→ **TRECHO SELECIONADO**
-=-=-=-=-

Também o homem surge por diferenciação. Não somente individual, diferenciado de uma célula ovular até o organismo mais complicado que produz a Natureza, mas também historicamente. Quando, depois de lutas milenares(12), se fixou finalmente a diferenciação da mão e do pé, donde resultou o caminhar ereto, o homem se tornou diferente do mono; constituiu-se o fundamento do desenvolvimento da linguagem articulada e da formidável expansão do cérebro que, desde então, tornou intransponível o abismo que separa o homem do macaco.

A especialização da mão: ela significa a ferramenta; e a ferramenta significa a tarefa especificamente humana, a reação transformadora do homem sobre a Natureza, sobre a produção. Também os animais, entendidos num sentido limitado, possuem ferramentas; mas apenas como membros de seu corpo: a formiga, a abelha, o castor. Há também animais que produzem, mas sua influência produtiva sobre a Natureza circundante é igual a zero. Unicamente o homem conseguiu imprimir seu selo sobre a Natureza, não só trasladando plantas e animais, mas também modificando o aspecto, o clima de seu lugar de habitação; e até transformando plantas e animais em tão elevado grau que as consequências de sua atividade só poderão desaparecer com a morte da esfera terrestre. E tudo isso ele o conseguiu, em primeiro lugar e principalmente, por intermédio da mão. Até mesmo a máquina a vapor, por enquanto sua mais poderosa ferramenta para transformar a Natureza, em última análise e pelo fato de ser uma ferramenta, repousa sobre a mão. Mas, ao lado da mão, se desenvolveu passo a passo o cérebro, tendo aparecido a consciência, primeiro das condições necessárias para serem alcançados determinados efeitos práticos úteis; e, mais tarde, entre os povos mais favorecidos, e resultante dela, a penetração e investigação das leis naturais que os condicionam. E, como o conhecimento rapidamente crescente dessas leis naturais, aumentaram os meios de reagir sobre a Natureza. A mão, por si mesma, não teria jamais realizado a máquina a vapor, se o cérebro do homem não se tivesse desenvolvido qualitativamente, com ela, ao lado dela e, até certo ponto, por meio dela.

-=-=-=-=-

Listagem de dados:
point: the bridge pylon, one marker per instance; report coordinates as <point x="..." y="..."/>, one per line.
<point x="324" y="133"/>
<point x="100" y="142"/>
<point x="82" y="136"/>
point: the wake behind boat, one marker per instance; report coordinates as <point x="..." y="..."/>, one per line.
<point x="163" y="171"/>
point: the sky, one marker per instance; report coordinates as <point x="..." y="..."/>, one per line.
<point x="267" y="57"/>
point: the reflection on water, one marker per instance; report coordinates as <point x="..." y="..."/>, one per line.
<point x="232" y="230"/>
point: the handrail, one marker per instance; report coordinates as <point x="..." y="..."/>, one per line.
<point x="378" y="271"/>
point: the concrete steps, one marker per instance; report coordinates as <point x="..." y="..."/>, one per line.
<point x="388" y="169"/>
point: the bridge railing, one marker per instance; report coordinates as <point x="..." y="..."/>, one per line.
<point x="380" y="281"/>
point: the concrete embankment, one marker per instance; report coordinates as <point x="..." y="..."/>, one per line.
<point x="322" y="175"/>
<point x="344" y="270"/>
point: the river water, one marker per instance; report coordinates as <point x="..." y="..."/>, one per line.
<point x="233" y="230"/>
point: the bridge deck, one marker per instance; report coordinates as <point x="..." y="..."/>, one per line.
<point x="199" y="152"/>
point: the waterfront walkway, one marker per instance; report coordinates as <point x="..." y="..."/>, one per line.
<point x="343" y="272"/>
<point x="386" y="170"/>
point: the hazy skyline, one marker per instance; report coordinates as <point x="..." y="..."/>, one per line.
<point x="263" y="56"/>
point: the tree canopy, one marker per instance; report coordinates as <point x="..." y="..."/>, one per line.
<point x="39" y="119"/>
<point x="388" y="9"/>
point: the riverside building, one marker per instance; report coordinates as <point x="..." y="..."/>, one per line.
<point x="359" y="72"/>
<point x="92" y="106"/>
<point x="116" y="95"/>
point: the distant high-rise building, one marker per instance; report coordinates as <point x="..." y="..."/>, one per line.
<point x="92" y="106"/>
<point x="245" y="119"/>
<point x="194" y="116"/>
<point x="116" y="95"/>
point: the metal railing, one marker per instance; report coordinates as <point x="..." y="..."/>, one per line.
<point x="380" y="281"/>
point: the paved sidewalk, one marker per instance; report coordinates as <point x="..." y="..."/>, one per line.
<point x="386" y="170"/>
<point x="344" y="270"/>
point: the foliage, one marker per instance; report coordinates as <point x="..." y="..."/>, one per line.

-=-=-=-=-

→ **TAREFAS A CUMPRIR**
[a] Responda às perguntas abaixo com base no trecho sobre a mão e o cérebro:
(i) O que resultou da diferenciação da mão e do pé?
(ii) Quais animais são citados como possuidores de ferramentas apenas como membros de seu corpo?
(iii) Qual é, por enquanto, a mais poderosa ferramenta do homem para transformar a Natureza?
[b] Por favor, localize nos registros todas as linhas que contêm a palavra "bridge" e copie-as. Diferencie maiúsculas de minúsculas.

→ **RESPOSTAS DAS TAREFAS**
[a]
(i) O caminhar ereto.
(ii) A formiga, a abelha e o castor.
(iii) A máquina a vapor.

[b]
point: the bridge pylon, one marker per instance; report coordinates as <point x="..." y="..."/>, one per line.
point: the bridge railing, one marker per instance; report coordinates as <point x="..." y="..."/>, one per line.
point: the bridge deck, one marker per instance; report coordinates as <point x="..." y="..."/>, one per line.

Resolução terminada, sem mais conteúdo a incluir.